* _OBJECTIVE_: Transcribe the lines below exactly, beginning with the line that holds "TARGET: wooden raised garden bed" and ending with the final line, both included. Pictures are to be left out.

* _SOURCE DATA_:
··········
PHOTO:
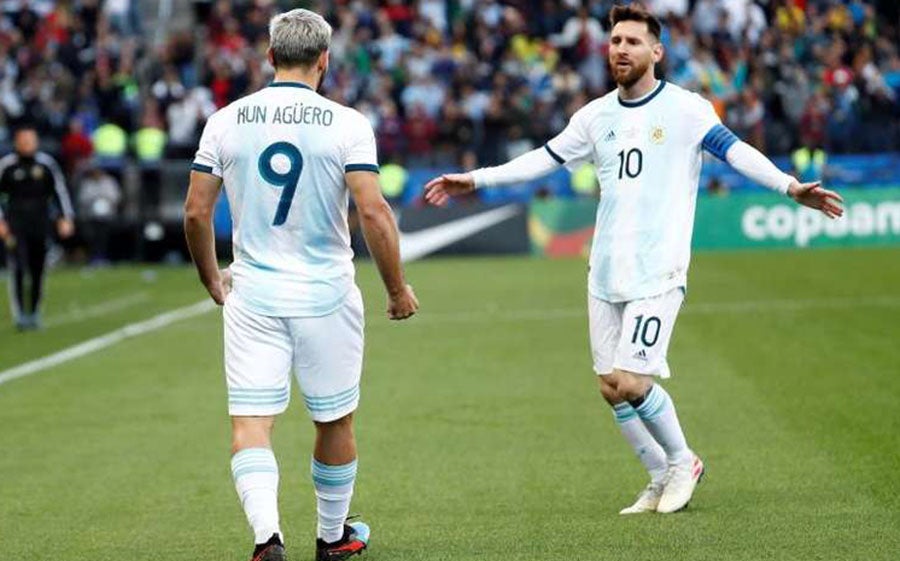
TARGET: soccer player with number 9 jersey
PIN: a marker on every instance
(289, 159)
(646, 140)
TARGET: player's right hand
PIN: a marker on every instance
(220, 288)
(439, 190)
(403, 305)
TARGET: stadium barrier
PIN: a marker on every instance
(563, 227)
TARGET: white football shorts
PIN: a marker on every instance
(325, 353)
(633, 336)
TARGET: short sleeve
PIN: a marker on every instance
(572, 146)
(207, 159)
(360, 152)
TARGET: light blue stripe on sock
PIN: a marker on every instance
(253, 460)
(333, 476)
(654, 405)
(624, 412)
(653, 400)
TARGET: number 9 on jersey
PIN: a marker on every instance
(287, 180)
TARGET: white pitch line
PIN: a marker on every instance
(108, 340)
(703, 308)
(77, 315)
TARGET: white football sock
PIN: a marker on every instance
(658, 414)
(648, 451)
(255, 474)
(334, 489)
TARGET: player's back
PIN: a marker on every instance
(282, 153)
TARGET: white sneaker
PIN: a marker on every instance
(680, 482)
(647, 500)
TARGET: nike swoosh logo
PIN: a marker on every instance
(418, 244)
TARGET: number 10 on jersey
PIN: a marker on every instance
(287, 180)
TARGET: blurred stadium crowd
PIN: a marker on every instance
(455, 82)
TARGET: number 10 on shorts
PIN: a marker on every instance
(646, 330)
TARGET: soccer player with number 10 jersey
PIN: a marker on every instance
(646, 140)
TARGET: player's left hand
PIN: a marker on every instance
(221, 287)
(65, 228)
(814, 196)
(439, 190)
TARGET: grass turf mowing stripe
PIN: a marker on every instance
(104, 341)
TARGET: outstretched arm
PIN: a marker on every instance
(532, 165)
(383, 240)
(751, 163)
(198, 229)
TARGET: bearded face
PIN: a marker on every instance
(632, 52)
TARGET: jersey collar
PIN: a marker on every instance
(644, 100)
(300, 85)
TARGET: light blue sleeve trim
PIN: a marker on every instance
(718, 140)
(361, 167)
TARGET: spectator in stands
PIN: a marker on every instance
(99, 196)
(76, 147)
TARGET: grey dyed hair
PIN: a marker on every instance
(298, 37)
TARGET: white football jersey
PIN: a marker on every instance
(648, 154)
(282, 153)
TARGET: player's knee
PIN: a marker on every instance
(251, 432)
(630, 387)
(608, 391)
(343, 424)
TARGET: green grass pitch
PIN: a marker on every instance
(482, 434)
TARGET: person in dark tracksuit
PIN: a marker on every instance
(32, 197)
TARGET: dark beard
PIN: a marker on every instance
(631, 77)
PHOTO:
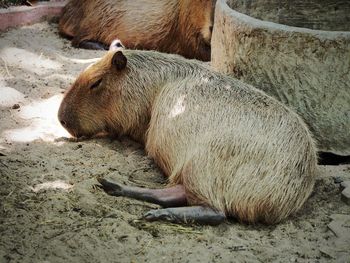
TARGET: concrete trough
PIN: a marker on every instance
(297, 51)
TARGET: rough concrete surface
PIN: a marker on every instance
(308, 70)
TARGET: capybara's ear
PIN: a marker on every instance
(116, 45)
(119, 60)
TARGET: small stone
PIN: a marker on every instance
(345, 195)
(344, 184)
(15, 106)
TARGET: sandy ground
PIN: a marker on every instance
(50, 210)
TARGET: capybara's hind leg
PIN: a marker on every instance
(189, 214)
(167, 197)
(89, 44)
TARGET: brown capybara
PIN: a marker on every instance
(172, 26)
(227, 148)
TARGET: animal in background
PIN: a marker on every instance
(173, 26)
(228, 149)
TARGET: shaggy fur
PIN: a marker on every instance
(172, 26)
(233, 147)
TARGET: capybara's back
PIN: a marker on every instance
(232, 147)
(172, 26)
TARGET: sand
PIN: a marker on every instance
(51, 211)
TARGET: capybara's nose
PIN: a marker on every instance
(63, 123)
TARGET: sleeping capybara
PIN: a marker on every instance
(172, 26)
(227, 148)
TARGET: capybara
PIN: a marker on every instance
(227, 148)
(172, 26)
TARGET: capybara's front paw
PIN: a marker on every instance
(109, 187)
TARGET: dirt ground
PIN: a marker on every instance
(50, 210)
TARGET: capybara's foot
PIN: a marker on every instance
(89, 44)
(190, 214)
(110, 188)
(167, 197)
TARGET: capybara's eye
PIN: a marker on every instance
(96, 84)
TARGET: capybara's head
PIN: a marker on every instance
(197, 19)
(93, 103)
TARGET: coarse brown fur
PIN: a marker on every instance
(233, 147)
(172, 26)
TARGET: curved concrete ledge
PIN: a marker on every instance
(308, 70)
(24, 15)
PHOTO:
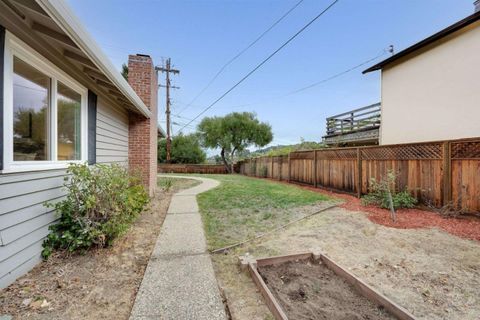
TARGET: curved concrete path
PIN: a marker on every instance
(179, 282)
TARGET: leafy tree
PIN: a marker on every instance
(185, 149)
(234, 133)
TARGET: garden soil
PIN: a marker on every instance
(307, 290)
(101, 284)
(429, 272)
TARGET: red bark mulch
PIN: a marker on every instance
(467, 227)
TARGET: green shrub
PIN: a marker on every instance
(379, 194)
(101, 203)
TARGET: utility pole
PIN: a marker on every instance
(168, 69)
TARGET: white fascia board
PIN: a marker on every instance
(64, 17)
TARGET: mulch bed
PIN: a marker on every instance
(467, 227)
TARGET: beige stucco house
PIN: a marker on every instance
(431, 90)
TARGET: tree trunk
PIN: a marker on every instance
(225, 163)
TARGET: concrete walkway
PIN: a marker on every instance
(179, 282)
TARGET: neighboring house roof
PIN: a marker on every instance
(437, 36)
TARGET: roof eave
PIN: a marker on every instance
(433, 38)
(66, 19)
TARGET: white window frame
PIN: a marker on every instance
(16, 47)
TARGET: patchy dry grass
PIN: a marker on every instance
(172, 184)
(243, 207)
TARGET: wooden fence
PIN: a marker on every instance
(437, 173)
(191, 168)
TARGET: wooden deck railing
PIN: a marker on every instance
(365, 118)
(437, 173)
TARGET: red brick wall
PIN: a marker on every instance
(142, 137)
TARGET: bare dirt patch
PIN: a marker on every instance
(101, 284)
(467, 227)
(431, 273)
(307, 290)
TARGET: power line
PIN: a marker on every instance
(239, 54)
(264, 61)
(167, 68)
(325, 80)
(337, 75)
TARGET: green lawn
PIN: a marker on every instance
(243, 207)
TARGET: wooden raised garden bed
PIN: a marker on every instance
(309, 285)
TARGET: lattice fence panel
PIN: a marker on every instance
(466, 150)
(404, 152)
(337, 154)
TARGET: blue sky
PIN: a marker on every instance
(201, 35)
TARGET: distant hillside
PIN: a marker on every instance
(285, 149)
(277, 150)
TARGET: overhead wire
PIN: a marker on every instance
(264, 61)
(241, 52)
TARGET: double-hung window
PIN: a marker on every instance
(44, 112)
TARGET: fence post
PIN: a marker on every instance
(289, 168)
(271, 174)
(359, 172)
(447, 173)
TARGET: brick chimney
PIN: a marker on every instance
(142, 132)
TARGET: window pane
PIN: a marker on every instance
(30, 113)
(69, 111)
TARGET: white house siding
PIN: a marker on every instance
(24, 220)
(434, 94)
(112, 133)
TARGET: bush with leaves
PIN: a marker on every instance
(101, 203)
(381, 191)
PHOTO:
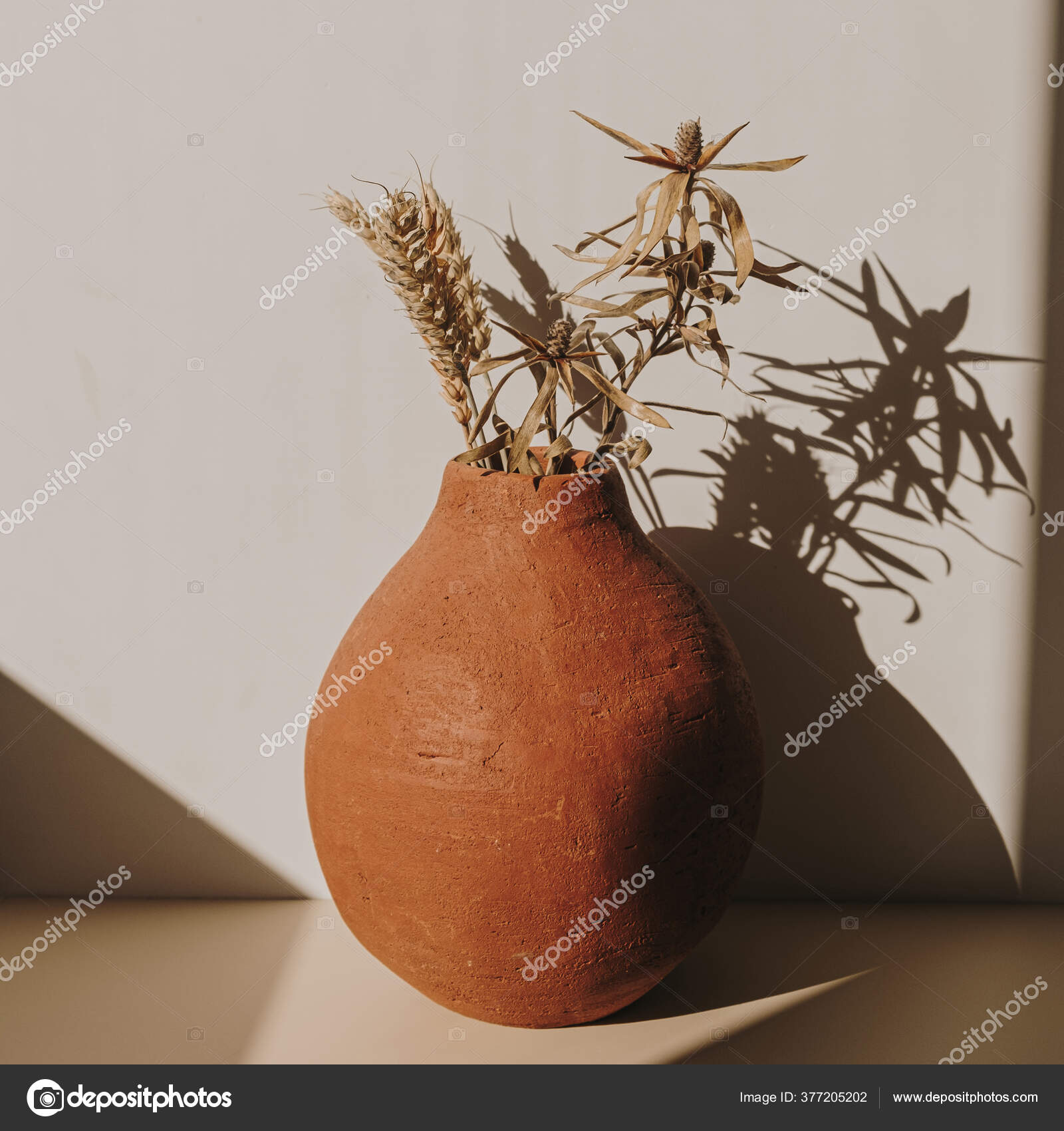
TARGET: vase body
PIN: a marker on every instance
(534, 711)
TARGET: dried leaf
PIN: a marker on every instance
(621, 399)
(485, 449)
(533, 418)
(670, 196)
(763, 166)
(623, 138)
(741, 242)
··········
* _WRITTEN REPLY_:
TARGET: wooden raised garden bed
PIN: a marker on every instance
(309, 285)
TARGET: lattice fence panel
PIN: a marker on every instance
(466, 150)
(404, 152)
(337, 154)
TARGET: blue sky
PIN: a marker on every instance
(201, 35)
TARGET: distant hillside
PIN: a marker on every instance
(285, 149)
(277, 150)
TARGET: overhead wire
PIN: a marker on every instance
(264, 61)
(241, 52)
TARGET: double-hung window
PIN: a marker on every instance
(44, 112)
TARGET: fence post
PIN: a marker on every instance
(289, 168)
(271, 174)
(359, 172)
(447, 173)
TARGET: brick chimney
PIN: a marker on every instance
(142, 132)
TARGET: window pane
PIN: a marker on every instance
(30, 113)
(69, 111)
TARGET: white house siding
PIN: a marker on every instance
(24, 220)
(434, 94)
(112, 133)
TARGET: bush with leaves
PIN: a marker on every instance
(101, 203)
(381, 191)
PHOTO:
TARGET: vase body
PIN: a marker on every instance
(534, 711)
TARGET: dried leaf
PIN: a marker on every instance
(621, 399)
(485, 449)
(533, 418)
(670, 196)
(763, 166)
(623, 138)
(741, 242)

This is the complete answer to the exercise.